[Dataset records]
═══
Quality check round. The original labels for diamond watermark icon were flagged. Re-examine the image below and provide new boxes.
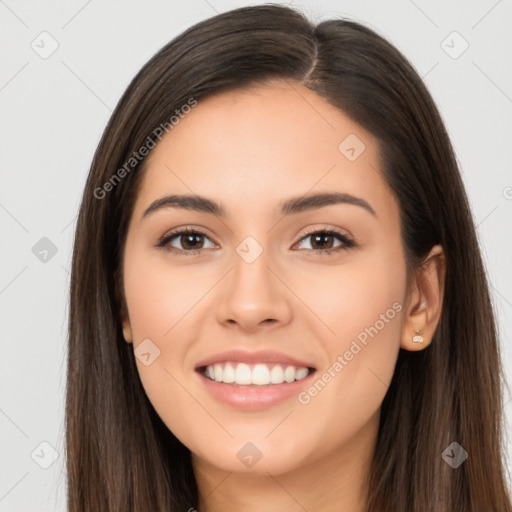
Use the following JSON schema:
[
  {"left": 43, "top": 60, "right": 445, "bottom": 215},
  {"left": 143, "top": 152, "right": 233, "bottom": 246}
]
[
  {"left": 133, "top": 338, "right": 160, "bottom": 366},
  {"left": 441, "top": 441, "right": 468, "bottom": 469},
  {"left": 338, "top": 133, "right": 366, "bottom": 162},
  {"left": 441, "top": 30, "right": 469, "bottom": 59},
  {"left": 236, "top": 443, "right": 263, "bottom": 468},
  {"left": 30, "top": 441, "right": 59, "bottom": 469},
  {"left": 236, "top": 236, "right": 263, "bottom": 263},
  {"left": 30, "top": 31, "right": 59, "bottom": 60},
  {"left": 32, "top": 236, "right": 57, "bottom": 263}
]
═══
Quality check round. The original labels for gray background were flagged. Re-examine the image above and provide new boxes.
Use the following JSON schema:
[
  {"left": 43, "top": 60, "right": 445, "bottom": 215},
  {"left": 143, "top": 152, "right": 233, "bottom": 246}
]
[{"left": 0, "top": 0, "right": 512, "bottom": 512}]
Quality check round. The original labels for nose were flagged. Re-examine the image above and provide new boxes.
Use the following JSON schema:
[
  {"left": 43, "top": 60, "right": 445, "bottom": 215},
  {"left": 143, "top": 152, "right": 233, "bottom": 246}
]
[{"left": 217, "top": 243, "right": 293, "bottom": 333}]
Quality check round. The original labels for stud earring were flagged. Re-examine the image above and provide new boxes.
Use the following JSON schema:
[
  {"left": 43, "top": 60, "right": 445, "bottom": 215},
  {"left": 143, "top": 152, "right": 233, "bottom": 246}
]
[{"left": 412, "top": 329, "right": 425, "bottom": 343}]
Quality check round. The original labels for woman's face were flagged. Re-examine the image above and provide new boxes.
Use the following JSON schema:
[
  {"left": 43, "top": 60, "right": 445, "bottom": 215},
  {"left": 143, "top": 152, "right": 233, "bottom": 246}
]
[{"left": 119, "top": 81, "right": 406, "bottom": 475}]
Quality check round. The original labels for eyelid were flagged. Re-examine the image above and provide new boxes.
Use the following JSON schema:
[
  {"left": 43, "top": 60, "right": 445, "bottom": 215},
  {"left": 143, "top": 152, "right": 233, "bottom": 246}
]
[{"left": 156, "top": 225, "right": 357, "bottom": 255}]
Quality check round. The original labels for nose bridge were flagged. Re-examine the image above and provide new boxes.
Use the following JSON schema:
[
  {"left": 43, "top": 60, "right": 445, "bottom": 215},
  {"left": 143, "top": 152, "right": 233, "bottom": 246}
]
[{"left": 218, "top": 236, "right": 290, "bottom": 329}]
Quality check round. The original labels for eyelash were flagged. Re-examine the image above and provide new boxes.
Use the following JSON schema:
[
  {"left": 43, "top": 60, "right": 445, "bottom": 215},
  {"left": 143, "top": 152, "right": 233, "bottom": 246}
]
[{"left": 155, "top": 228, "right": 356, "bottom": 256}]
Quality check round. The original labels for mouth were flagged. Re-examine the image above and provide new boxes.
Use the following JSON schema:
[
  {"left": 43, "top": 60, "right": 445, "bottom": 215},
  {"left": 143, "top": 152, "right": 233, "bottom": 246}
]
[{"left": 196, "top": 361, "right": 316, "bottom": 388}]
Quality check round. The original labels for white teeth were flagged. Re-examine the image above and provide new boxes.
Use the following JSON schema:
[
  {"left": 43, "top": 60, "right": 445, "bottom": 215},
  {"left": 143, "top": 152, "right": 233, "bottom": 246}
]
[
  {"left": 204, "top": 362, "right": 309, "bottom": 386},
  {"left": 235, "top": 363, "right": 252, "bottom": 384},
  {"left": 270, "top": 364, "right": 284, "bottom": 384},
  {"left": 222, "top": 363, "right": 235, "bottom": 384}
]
═══
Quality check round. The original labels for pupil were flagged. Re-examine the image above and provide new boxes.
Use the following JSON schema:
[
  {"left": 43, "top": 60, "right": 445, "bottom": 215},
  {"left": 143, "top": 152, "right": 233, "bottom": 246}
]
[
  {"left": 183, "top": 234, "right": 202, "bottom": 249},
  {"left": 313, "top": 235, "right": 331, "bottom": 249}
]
═══
Locate each line in the records above that contains the string "nose" and copy those lines.

*Exercise solution*.
Quality check round. The original labels for nose were flagged. Re-examine the image above and provide new boxes.
Quality check round. The original labels for nose bridge were flagged. Re-examine the image above and provide new boxes.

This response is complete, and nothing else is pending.